EXERCISE TASK → Write out each line word for word. Drop pictures.

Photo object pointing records
════════════════
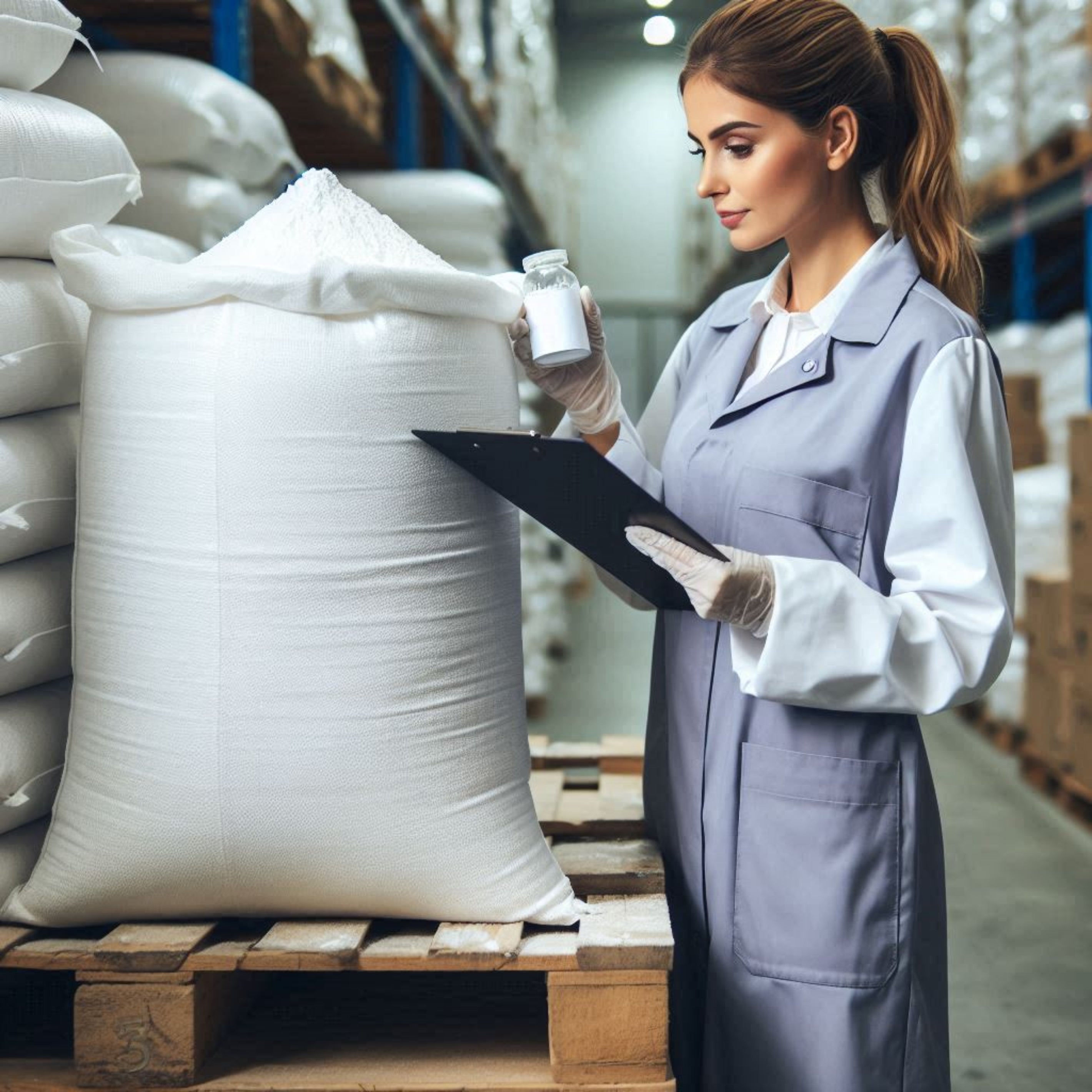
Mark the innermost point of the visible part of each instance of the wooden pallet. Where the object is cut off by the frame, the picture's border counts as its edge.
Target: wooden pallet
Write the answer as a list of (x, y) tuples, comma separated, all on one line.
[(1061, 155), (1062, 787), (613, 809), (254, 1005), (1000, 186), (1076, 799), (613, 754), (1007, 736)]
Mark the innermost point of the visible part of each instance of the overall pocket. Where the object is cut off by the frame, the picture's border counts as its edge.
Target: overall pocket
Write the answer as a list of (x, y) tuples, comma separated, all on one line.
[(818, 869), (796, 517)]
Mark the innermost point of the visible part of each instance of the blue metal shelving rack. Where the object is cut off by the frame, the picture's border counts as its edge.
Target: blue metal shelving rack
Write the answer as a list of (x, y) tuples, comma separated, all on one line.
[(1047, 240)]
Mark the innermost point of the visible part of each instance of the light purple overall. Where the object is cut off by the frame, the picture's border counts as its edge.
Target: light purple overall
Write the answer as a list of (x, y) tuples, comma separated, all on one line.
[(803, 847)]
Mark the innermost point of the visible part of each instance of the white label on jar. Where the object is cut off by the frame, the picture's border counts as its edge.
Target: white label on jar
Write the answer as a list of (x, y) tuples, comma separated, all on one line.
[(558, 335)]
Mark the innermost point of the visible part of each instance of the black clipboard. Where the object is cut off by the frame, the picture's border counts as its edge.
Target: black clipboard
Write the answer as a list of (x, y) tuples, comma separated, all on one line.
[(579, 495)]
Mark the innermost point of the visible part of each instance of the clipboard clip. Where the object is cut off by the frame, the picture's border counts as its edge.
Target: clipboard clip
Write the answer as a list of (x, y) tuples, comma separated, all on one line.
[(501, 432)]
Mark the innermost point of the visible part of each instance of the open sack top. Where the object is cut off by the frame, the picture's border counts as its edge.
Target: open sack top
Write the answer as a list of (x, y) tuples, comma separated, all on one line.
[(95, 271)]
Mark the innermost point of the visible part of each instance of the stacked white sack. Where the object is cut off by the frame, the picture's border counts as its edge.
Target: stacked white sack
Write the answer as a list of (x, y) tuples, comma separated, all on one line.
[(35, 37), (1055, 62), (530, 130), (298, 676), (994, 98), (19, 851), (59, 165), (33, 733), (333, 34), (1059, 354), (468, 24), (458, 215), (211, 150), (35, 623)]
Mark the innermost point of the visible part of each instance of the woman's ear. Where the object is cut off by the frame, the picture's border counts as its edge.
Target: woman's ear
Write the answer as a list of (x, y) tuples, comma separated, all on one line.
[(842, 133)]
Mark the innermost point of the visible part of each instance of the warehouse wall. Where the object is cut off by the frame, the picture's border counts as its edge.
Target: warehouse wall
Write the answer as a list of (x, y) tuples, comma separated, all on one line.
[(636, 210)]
════════════════
TASK RESULT →
Mark the innermost point of the visible part of each instance of the wooden pallet. Where the object is cut off by the frame, the picture's border counts as its edge.
Target: wooden pallet
Write the answer as a list of (x, y) tuples, comma separated, all on one line.
[(1061, 155), (1062, 787), (613, 809), (254, 1005), (1000, 186), (1076, 799), (613, 754), (1007, 736)]
Mark the innermost point of the visible part of each instance of the overall pocket. Where the object is cut off by the frame, the picture's border counts as its edge.
Target: overall pocket
Write the answer as a list of (x, y) tuples, comma separated, all on one line.
[(818, 869), (796, 517)]
Mark the innermost point of the visible part of each instance of the blue metal shelving rack. Where the object is cut off by the frame, the picture's border counts as its edge.
Target: blue metal shelving rack
Write the answer as a list of (x, y) tuples, comma separated, all on one line.
[(1047, 240)]
Mark the innermost point of the visible part of each instance of the light purple overall. Where the object is cut off by the frame, the picture's border counts as its edge.
Target: light purple overall
Write the answer as a list of (x, y) tuples, comma separated, all on one line.
[(803, 847)]
Mark the innermost point of the visible part of each instance of the white label on jar. Where the object is cut off by the frame, the picture's border counts as its edge.
Target: white label on jar
Write the answer as a list of (x, y) tuples, comma separated, all on one line.
[(558, 335)]
Mark the innermost point of the visible part of each instance of the black clipboard. Where the object is cut off by the frame, the picture's border counts as its edge.
Target: black clipboard
Write the answer as a list of (x, y) tuples, comma separated, all on one line.
[(579, 495)]
Mark the innermost point of the visible part of each instance of the clipboard clip. Where the object is cut off by the frame, the picture's border counts as its edge.
Target: clipboard clip
Write the answer as a list of (x, y) tuples, comma separated, all on one line.
[(501, 432)]
Mark the innermost point of the visible part of each instance of the open sack top. Where the object is cut off by the frame, the picture's border counts as its edge.
Target: open sack top
Write the answer as a list of (x, y) tuples, comma separated, all on one line.
[(95, 271)]
Mark the innermost point of the visible part of each instance of the stacked white sack. Where the object is cut off by the frame, the picture's border counts as its edge.
Target: stacked white sack
Write the answer as a list of (x, y) tuples, comma separated, all on one line.
[(35, 37), (1055, 62), (530, 130), (298, 676), (994, 98), (19, 851), (59, 165), (33, 733), (333, 34), (1059, 354), (468, 24), (458, 215), (211, 150), (35, 623)]
Mark the innermost point of the visible part of each instance of the woman's ear. Where the object is cut off by the frame, the picture's border counts as its edge.
Target: woman's ear
Write the answer as a list of (x, y) tuples, comma separated, all on one line.
[(842, 133)]
Mark the innermost point of the visible part of each instance of the warehouse wall. Where the object is cut off by the frame, the picture's border counts as its edge.
Target: warehouse wall
Write the answer as a list of (x, y) tuples, comma separated, all on one line.
[(636, 210)]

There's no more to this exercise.